Do comércio das feiras para os contêineres de exportação, produtores como Sidney Fujivara perpetuam a ancestralidade cultural do Japão no Brasil e dão impulso à produtividade de áreas altamente rentáveis. Junto com o irmão Sérgio, Sidney comanda a SF Agronegócios. Na safra 2024/25, serão 2.350 hectares de área cultivada com soja, milho, trigo e sorgo.

Ávido por conhecimento, ele é conhecido na região por testar todo tipo de cultivar ou insumo, além de ser um “coach agro” de universitários e executivos. Seus talhões são laboratórios abertos ao público, e os resultados milimetricamente computados na palma da sua mão, como conta à Globo Rural.

Formado em engenharia agronômica pela Universidade Federal de Viçosa (UFV), em poucos anos se tornou o pioneiro no plantio e desenvolvimento da batata ágata, uma cultivar da Holanda, em que ele decidiu apostar.

Agora, como empresário de grãos, defende que pensar no futuro do agro é vivenciar a mudança de reputação da atividade, que, para ele, “deixou de ser coisa de jeca-tatu”, mas ainda precisa ser melhor explorada pelos próprios integrantes da cadeia. Ele incentiva que os jovens conheçam e entendam muito bem o “básico” da agronomia.

Globo Rural: O que é o básico no agro hoje? O que falta para o profissional do agronegócio?

Fujivara: Para os profissionais que gostam do agronegócio e se interessam pelo setor, é essencial investir em conhecimento básico, conhecimento agronômico sobre agricultura e sobre a realidade do campo. Isso é uma necessidade e uma falta que noto nos profissionais que estão se formando. Muitos deles se direcionam à área comercial e eu sinto muita falta de profissionais que entendam da evolução agronômica para conseguir trabalhar com o que vem no futuro. Aqueles que entendem o que acontece no campo têm facilidade para crescer na carreira.

Como a ancestralidade japonesa influencia seu trabalho no campo?
################
ENUNCIADO A: Transcreva sem nenhuma alteração o trecho do texto base sobre o produtor Sidney Fujivara que começa em "Globo Rural: O" e termina em "crescer na carreira.".
O texto e a listagem não têm nenhuma relação entre si.
################
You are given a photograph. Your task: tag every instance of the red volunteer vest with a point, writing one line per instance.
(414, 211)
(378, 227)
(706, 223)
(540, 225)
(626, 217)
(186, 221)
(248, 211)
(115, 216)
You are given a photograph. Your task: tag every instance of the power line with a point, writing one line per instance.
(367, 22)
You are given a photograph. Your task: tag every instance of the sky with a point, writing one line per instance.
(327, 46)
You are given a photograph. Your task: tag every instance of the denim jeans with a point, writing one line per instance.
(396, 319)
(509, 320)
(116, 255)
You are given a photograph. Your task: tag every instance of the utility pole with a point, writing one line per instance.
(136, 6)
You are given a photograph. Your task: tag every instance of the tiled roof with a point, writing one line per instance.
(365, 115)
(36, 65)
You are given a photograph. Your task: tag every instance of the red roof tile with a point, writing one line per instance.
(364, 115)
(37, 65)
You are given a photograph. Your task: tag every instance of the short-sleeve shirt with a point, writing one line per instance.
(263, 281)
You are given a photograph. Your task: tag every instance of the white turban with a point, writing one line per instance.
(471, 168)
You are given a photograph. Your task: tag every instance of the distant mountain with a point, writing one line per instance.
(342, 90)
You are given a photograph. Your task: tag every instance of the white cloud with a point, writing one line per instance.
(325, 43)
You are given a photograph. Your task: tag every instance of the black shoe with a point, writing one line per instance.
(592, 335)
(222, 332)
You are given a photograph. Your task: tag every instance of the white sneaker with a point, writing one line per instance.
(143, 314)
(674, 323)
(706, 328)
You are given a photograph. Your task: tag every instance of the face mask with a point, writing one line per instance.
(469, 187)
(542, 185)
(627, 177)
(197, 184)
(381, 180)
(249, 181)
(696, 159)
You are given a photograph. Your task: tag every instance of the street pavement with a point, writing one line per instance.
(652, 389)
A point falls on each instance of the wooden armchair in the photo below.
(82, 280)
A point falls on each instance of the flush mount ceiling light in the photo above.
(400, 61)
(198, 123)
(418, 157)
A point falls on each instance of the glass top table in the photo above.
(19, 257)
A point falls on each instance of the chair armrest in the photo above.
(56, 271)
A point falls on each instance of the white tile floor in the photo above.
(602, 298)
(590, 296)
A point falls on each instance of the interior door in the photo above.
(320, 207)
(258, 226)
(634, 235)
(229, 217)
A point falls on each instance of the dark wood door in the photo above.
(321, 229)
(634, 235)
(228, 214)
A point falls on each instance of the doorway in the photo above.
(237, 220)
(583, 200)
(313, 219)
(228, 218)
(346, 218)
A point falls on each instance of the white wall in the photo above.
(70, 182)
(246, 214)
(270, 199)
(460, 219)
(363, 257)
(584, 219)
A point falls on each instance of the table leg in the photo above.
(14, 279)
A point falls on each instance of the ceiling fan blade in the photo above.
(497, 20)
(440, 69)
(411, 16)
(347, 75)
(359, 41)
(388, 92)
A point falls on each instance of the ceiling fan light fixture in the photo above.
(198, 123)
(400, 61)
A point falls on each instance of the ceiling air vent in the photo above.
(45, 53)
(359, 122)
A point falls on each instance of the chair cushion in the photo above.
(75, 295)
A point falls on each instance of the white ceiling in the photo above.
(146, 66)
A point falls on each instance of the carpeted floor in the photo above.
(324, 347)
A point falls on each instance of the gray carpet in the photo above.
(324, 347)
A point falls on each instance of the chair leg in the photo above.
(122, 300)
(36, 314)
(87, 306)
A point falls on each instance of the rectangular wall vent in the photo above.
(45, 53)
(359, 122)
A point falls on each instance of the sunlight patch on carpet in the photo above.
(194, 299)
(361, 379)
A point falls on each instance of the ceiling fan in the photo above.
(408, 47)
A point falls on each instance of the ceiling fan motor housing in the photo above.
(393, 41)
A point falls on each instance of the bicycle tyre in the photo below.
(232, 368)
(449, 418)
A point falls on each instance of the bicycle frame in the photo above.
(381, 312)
################
ENUNCIADO B: Repita sem alterações as linhas da listagem, começando na linha que contém "A point falls on each instance of the ceiling fan motor" e terminando no fim da listagem, com as duas pontas incluídas.

RESOLUÇÃO A:
Globo Rural: O que é o básico no agro hoje? O que falta para o profissional do agronegócio?

Fujivara: Para os profissionais que gostam do agronegócio e se interessam pelo setor, é essencial investir em conhecimento básico, conhecimento agronômico sobre agricultura e sobre a realidade do campo. Isso é uma necessidade e uma falta que noto nos profissionais que estão se formando. Muitos deles se direcionam à área comercial e eu sinto muita falta de profissionais que entendam da evolução agronômica para conseguir trabalhar com o que vem no futuro. Aqueles que entendem o que acontece no campo têm facilidade para crescer na carreira.

RESOLUÇÃO B:
A point falls on each instance of the ceiling fan motor housing in the photo above.
(393, 41)
A point falls on each instance of the bicycle tyre in the photo below.
(232, 368)
(449, 418)
A point falls on each instance of the bicycle frame in the photo above.
(381, 312)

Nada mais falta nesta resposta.